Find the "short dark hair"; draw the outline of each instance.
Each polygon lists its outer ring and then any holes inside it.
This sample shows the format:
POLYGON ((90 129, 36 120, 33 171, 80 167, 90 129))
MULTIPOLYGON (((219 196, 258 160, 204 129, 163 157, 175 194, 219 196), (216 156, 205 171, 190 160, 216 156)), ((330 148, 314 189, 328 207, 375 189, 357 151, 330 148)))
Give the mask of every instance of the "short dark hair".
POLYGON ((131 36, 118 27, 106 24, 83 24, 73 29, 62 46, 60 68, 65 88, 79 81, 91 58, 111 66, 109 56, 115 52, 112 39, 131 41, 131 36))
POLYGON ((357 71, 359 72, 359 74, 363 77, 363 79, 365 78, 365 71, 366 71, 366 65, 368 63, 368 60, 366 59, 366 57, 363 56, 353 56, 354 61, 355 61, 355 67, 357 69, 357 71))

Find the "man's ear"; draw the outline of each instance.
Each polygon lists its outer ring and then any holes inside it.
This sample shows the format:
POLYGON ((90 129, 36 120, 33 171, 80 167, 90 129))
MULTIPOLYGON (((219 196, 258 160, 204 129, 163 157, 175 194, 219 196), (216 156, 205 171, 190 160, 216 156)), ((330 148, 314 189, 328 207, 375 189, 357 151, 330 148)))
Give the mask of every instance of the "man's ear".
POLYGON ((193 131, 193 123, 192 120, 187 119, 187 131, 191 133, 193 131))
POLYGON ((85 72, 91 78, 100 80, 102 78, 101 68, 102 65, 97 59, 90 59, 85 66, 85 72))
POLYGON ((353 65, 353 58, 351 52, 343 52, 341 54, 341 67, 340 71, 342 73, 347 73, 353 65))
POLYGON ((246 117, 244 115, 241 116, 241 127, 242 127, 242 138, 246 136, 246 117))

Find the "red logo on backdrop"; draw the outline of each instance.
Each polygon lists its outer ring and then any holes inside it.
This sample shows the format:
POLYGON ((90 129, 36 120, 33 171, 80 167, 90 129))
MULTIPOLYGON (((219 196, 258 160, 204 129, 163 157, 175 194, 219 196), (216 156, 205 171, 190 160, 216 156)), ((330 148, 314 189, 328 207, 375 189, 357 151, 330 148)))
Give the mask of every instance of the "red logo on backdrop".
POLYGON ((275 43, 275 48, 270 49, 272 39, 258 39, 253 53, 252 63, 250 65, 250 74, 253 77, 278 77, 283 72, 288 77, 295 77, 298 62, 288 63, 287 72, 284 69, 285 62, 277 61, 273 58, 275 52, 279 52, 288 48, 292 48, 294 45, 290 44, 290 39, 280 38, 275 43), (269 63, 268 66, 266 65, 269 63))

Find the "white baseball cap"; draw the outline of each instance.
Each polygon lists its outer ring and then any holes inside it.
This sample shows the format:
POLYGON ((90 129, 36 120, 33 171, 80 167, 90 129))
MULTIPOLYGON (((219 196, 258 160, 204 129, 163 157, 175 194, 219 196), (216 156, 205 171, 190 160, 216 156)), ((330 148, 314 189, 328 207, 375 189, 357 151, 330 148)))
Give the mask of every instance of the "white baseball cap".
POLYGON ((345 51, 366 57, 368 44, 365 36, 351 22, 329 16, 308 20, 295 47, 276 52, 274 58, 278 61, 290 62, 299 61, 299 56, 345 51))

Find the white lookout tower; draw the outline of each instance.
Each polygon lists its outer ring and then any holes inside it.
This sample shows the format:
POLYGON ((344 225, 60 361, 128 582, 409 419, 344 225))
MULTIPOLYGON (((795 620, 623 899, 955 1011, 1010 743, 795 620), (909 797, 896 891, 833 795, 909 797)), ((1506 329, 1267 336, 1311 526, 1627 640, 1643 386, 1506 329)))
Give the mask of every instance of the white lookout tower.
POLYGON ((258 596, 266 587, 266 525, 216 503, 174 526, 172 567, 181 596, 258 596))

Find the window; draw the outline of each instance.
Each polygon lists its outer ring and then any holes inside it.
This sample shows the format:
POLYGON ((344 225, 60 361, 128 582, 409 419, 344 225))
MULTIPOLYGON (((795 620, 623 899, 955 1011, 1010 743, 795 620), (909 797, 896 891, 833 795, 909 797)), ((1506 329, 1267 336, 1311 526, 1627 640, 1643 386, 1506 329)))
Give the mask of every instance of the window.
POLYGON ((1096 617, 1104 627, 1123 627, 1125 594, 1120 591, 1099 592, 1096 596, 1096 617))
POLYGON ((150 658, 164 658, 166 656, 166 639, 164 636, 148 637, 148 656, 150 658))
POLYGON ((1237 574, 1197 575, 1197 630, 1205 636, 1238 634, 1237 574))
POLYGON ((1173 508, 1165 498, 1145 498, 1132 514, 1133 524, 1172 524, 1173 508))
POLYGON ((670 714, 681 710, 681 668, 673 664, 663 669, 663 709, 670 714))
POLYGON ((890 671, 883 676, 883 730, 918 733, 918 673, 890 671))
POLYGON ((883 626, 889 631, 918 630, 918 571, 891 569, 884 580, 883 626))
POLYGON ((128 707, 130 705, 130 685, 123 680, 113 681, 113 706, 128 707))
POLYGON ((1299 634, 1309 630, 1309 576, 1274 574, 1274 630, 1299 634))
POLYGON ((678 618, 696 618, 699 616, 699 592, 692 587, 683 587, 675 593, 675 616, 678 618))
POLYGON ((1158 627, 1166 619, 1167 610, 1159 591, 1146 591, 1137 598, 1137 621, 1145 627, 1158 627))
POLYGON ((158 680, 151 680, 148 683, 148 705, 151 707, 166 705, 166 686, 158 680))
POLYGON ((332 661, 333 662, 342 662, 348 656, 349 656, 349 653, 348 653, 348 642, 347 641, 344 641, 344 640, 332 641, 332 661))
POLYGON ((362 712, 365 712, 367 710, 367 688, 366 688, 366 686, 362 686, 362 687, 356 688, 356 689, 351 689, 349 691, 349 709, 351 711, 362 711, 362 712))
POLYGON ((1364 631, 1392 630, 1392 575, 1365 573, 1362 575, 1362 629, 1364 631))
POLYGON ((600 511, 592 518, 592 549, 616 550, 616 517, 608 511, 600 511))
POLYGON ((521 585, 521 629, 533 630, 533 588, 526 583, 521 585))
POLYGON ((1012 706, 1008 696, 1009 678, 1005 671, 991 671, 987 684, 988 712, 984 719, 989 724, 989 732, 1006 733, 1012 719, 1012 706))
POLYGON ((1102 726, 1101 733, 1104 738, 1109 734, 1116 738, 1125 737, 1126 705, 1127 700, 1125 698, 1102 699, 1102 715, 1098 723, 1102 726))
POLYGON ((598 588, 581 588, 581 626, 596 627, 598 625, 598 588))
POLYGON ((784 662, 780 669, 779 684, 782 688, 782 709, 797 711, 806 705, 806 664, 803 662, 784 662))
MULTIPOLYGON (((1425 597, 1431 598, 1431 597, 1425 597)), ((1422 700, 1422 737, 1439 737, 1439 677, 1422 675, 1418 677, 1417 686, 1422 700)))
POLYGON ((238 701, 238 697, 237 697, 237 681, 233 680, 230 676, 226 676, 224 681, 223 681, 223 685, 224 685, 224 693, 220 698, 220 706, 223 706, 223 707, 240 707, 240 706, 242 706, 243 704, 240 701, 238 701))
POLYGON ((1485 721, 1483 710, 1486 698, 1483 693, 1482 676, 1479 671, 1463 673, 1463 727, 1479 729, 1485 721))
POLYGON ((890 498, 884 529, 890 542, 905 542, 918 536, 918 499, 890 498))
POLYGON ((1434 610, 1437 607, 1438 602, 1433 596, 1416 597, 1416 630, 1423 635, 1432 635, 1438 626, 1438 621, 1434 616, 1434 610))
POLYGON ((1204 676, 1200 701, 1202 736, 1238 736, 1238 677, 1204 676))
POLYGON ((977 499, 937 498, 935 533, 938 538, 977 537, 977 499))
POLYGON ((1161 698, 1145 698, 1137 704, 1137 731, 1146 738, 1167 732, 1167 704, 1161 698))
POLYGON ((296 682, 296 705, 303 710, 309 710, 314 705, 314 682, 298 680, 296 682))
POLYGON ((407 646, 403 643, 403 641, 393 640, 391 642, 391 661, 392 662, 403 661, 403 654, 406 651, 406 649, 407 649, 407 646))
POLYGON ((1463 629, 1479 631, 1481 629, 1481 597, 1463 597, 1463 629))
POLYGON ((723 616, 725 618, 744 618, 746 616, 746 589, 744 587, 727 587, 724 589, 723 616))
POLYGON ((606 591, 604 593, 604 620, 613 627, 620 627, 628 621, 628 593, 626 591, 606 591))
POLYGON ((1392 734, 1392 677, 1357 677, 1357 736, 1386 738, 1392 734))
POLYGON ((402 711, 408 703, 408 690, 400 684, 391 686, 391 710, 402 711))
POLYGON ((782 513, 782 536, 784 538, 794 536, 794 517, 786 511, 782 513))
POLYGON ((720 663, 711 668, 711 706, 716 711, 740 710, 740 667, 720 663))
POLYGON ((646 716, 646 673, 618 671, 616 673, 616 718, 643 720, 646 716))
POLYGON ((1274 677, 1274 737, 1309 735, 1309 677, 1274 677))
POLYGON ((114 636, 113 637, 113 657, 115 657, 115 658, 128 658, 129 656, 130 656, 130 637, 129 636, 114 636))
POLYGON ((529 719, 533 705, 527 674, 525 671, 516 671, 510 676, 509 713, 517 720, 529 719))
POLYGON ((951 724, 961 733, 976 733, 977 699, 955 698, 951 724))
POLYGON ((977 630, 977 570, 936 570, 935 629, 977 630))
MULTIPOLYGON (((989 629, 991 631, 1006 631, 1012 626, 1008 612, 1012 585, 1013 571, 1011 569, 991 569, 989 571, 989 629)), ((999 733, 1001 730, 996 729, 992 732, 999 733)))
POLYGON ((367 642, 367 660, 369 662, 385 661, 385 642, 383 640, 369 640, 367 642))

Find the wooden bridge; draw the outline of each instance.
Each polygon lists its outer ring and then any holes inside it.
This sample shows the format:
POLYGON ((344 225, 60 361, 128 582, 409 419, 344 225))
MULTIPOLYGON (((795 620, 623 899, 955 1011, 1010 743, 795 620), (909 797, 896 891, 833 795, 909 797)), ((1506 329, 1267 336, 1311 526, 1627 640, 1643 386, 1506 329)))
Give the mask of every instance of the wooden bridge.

+ + + +

# The problem:
Whenever a line includes the word "bridge", pull it out of the entries.

# Output of the task:
Find the wooden bridge; draw the outline of each instance.
Give the mask of every instance of the wooden bridge.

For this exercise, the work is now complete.